■ YOUR OBJECTIVE
Retype the records exactly.
INFORMATION PROVIDED START
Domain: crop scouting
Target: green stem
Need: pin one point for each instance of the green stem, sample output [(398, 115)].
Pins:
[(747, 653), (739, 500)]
INFORMATION PROVIDED END
■ WORKED SOLUTION
Domain: crop scouting
Target: green stem
Need: pin one point for each instance of the green stem, sample output [(398, 115)].
Pins:
[(747, 653), (739, 500)]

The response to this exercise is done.